## Start PROVIDED PASSAGE

Iterative Conception of Propositions

(Cross Posted at joshuaspencer.net)

The iterative conception of propositions works like this. First, we start out with some propositions at the bottom level. None of these propositions contain as a constituent the property of being true. These propositions are combined in a Boolean kind of way to get conjunctions, disjunctions, conditionals etc. Then, for each proposition at the base level and for each proposition constructed in a Boolean kind of way, there is the proposition that that proposition is true. That is, for any P such that P is a proposition at the base level or P is a proposition formed by Boolean operations on propositions at the base level, there is the proposition that P is true. This is the second level of propositions. Now, we combine these propositions and the ones at the base level and the ones formed by Boolean operations in Boolean kind of way. We get even more propositions and we do the trick over again ad infinitum. There are no propositions other than the ones formed by this series of operations.

This iterative conception of propositions will look a lot like typed propositions but will not involve a hierarchy of truth predicates. Moreover, I believe this conception of propositions will avoid certain kinds of paradoxes. There will be no liar proposition. Moreover, for any proposition P, the proposition that P is true is not a conjunct of P. Hence, there will be no Russell proposition that has itself as a conjunct iff it does not. This iterative conception of propositions is rather attractive given that it avoids these paradoxes.

We might also add to our iterative conception of propositions a kind of anti-deflationist principle. That is, for any proposition P, the proposition that P is true is not identical to P. This anti-deflationist principle will be attractive to all those who believe that there really is a property of truth.

Here is a principle that seems to follow from the iterative conception of propositions combined with the anti-deflationist principle:

Particularized Principle of Sufficient Reason (PPSR):

For any true proposition, P, there is a particular sufficient reason, S, such that (i) S is identical to the proposition that P is true, (ii) S is true, (ii) necessarily: S only if P, (iii) S is not identical to P or to any contingent conjunct of P.

## End PROVIDED PASSAGE

In the passage on the iterative conception of propositions, which property is not a constituent of any proposition at the bottom level?

## Start STORED DATA

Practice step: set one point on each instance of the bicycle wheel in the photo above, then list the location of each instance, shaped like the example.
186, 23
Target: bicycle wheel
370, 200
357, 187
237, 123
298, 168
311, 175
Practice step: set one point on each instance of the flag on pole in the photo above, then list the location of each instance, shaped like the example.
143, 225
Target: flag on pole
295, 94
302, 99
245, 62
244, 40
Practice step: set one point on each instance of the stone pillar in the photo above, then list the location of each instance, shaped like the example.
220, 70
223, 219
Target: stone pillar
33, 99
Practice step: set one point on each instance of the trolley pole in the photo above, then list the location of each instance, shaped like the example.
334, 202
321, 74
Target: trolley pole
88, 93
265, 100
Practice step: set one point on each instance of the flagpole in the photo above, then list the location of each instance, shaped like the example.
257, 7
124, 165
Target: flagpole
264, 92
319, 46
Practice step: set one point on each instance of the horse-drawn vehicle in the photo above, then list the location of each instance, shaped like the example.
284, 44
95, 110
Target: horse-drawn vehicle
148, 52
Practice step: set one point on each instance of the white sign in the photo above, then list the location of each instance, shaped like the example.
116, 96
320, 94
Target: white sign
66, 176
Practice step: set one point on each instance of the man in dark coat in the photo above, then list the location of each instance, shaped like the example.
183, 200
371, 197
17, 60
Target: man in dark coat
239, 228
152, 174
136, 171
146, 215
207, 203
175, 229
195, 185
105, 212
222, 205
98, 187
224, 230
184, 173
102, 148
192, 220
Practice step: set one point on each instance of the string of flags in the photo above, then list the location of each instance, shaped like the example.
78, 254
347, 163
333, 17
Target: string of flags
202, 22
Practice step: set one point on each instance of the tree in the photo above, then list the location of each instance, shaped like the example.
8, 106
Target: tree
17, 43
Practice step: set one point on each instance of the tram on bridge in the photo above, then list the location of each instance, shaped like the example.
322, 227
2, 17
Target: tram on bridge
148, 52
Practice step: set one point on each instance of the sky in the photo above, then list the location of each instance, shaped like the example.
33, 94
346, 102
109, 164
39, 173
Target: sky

## End STORED DATA

## ANSWER BELOW
The property of being true.